### Work to complete
Copy the listing below, replacing every "outline" with "boundary" and leaving the rest unchanged.

— Start of Task input —

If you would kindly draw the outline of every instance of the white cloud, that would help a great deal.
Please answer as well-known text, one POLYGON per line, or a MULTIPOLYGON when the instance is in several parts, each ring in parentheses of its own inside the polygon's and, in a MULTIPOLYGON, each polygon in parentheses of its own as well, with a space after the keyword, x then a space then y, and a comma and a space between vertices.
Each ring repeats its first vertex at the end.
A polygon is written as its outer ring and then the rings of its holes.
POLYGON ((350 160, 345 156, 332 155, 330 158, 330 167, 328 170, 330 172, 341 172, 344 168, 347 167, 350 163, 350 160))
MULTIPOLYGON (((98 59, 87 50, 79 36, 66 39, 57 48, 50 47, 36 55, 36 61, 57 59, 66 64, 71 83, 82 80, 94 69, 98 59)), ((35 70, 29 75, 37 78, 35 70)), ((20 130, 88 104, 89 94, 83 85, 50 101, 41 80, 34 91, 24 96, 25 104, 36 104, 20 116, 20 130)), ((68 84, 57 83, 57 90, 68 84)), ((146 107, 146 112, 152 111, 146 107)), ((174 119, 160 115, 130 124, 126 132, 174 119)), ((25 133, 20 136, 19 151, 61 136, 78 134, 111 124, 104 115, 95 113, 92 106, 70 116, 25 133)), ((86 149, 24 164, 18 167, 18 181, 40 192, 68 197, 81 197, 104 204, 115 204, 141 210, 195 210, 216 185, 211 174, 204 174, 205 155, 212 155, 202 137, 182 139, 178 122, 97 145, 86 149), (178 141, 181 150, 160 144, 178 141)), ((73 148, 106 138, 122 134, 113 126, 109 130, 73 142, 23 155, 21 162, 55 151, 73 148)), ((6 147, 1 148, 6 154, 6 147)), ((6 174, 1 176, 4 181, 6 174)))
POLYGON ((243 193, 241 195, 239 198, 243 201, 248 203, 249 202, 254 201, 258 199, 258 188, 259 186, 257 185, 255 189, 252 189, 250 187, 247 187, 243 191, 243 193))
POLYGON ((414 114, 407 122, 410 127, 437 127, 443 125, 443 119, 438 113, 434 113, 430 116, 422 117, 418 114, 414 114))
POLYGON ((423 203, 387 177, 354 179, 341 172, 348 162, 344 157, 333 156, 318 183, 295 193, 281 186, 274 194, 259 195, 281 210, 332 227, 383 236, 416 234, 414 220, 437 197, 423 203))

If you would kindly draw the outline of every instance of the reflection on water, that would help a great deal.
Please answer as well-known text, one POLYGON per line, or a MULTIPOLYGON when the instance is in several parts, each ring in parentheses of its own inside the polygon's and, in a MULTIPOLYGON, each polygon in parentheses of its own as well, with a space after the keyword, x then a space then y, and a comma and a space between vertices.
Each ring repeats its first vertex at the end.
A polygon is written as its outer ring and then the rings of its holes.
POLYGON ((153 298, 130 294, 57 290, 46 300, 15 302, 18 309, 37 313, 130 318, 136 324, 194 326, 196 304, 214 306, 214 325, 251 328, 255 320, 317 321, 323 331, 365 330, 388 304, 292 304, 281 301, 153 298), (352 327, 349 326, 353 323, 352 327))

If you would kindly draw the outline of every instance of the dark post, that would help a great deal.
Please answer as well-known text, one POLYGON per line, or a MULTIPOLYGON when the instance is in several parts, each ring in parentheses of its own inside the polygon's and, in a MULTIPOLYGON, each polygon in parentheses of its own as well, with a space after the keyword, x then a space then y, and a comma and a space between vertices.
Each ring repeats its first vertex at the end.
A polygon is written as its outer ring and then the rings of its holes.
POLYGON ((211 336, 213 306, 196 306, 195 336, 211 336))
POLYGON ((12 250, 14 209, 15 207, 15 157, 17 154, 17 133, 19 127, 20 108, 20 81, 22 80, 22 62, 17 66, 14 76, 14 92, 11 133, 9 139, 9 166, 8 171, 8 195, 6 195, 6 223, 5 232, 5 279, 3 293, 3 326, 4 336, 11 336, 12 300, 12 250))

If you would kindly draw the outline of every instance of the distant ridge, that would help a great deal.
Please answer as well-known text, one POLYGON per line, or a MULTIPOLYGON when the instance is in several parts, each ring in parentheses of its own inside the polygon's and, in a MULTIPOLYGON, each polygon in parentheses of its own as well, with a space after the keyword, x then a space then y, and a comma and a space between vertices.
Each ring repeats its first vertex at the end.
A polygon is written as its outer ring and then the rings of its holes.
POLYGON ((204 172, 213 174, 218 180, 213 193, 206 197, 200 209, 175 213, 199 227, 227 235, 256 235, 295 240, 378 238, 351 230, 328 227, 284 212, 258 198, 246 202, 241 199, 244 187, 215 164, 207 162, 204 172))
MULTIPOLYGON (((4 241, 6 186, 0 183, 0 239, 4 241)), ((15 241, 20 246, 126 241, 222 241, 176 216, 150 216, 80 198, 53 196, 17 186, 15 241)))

— End of Task input —

### Response to this task
If you would kindly draw the boundary of every instance of the white cloud, that would help a great deal.
Please answer as well-known text, one POLYGON per line, or a MULTIPOLYGON when the instance is in several parts, each ring in parentheses of its own inside the polygon's and, in a MULTIPOLYGON, each polygon in parentheses of its own as well, with a space after the keyword, x then a space then y, and a comma and a space between vertices.
Each ring repeats its first vertex at the end.
A polygon is written as its outer ring and then the rings of its holes.
POLYGON ((350 160, 345 156, 332 155, 330 158, 330 167, 328 170, 330 172, 341 172, 344 168, 347 167, 350 163, 350 160))
MULTIPOLYGON (((98 59, 87 50, 79 36, 66 39, 57 48, 50 47, 36 55, 36 61, 57 59, 66 64, 71 83, 82 80, 94 69, 98 59)), ((35 70, 29 75, 37 78, 35 70)), ((20 130, 88 104, 89 94, 83 85, 50 101, 41 80, 34 91, 24 96, 25 104, 36 104, 20 116, 20 130)), ((68 84, 57 83, 57 90, 68 84)), ((146 107, 146 112, 152 111, 146 107)), ((174 119, 160 115, 130 124, 126 132, 174 119)), ((25 133, 20 136, 19 151, 61 136, 78 134, 111 124, 104 115, 95 113, 92 106, 70 116, 25 133)), ((86 149, 24 164, 18 167, 18 181, 40 192, 68 197, 81 197, 104 204, 115 204, 141 210, 195 210, 216 185, 211 174, 204 174, 205 155, 212 155, 202 137, 182 139, 178 122, 97 145, 86 149), (178 141, 181 150, 160 144, 178 141)), ((73 148, 106 138, 122 134, 113 126, 109 130, 73 142, 23 155, 21 162, 55 151, 73 148)), ((6 147, 1 148, 6 154, 6 147)), ((6 174, 1 176, 4 181, 6 174)))
POLYGON ((243 193, 241 195, 239 198, 243 201, 248 203, 249 202, 254 201, 258 199, 258 188, 259 186, 257 185, 255 189, 252 189, 250 187, 247 187, 243 191, 243 193))
POLYGON ((414 114, 407 122, 410 127, 437 127, 443 125, 443 119, 438 113, 434 113, 430 116, 422 117, 418 114, 414 114))
POLYGON ((423 203, 387 177, 354 179, 341 172, 348 162, 344 157, 333 156, 318 183, 295 193, 281 186, 274 194, 259 195, 281 210, 332 227, 383 236, 416 234, 414 220, 437 197, 423 203))

If you would kindly draw the boundary of every instance of the reflection on water, that would help a great deal.
Please answer as well-known text, one POLYGON per line, or a MULTIPOLYGON when the instance is in several parts, each ring in parentheses of its own inside the polygon's and, in a MULTIPOLYGON, each polygon in parentheses of its own as well, with a space after the keyword, x then a space then y, and a comma and a space between vertices.
Each ring repeats its first vertex at the end.
A polygon is written as its outer ring and then the rings of its holes.
POLYGON ((153 298, 130 294, 57 290, 46 300, 15 302, 18 309, 37 313, 130 318, 136 324, 194 326, 196 304, 214 306, 214 325, 251 328, 255 320, 317 321, 323 331, 365 330, 388 304, 292 304, 281 301, 153 298), (352 327, 349 326, 353 323, 352 327))

If you would kindly draw the boundary of every instance of the dark post, that would help a great deal.
Please answer as well-known text, one POLYGON per line, or a MULTIPOLYGON when the instance is in several parts, each ring in parentheses of its own inside the polygon's and, in a MULTIPOLYGON, each polygon in parentheses of its own as well, with a space after the keyword, x then a space then y, and a comma and a space between vertices.
Each ring repeats its first vertex at the end.
A polygon is written as its outer ring and then the rings of its holes.
POLYGON ((211 336, 213 306, 196 306, 195 336, 211 336))
POLYGON ((12 250, 14 209, 15 207, 15 157, 17 154, 17 133, 19 127, 20 108, 20 81, 22 80, 22 62, 17 66, 14 76, 14 92, 11 133, 9 139, 9 166, 8 171, 8 195, 6 195, 6 223, 5 232, 5 279, 3 293, 3 326, 4 336, 11 336, 12 300, 12 250))

If you would kindly draw the boundary of every instance of the distant ridge, that would help a great deal.
Please answer as well-known text, one POLYGON per line, or a MULTIPOLYGON when the instance is in several parts, each ring in parentheses of its own inside the polygon's and, in a MULTIPOLYGON, each polygon in parentheses of its own as well, with a space after the keyword, x then a space then y, and a comma and a space between vertices.
Each ring repeats its first vertex at the end.
A polygon is written as its outer ring and then the rings of its holes.
POLYGON ((204 172, 213 174, 218 180, 213 193, 206 197, 200 209, 175 213, 199 227, 227 235, 256 235, 295 240, 378 238, 351 230, 328 227, 284 212, 258 198, 246 202, 241 199, 244 187, 215 164, 207 162, 204 172))
MULTIPOLYGON (((4 241, 6 186, 0 183, 0 239, 4 241)), ((15 241, 20 246, 126 241, 222 241, 176 216, 150 216, 80 198, 53 196, 17 186, 15 241)))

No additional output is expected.